### YOUR OBJECTIVE
From the entries that follow, list every line in which the string "orange" appears.
*** DATA EXCERPTS ***
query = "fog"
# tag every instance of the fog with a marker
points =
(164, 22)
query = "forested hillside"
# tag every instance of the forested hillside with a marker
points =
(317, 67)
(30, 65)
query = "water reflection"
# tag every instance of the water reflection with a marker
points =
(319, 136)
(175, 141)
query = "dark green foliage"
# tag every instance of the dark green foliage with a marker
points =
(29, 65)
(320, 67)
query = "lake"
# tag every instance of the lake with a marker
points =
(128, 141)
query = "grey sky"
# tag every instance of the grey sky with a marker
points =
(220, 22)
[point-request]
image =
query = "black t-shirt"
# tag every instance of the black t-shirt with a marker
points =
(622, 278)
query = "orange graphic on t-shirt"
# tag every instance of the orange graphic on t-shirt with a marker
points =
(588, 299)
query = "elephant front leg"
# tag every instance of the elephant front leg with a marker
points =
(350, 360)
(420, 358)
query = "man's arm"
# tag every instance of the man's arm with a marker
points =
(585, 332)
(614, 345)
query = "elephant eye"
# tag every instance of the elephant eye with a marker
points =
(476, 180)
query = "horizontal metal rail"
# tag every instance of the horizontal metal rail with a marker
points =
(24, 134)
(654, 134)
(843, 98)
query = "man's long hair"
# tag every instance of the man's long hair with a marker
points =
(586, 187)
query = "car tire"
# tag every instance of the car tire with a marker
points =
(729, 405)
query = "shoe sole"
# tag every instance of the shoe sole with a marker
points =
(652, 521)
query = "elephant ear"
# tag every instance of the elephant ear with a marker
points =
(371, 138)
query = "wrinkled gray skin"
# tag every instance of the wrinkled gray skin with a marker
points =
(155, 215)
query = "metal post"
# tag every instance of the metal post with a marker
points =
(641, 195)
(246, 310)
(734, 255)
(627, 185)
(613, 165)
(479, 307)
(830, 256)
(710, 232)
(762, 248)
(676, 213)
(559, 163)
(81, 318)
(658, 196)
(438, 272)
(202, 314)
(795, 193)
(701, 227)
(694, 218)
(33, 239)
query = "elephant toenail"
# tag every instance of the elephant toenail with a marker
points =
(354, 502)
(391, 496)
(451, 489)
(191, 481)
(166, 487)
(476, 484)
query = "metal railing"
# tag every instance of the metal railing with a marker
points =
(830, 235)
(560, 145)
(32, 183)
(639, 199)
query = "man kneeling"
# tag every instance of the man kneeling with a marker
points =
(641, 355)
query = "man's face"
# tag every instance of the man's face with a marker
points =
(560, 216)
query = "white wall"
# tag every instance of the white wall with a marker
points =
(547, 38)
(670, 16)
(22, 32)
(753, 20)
*** End of DATA EXCERPTS ***
### WRITTEN SOLUTION
query = "orange graphic on t-shirt"
# tag every instance of the orange graphic on t-shirt with a marker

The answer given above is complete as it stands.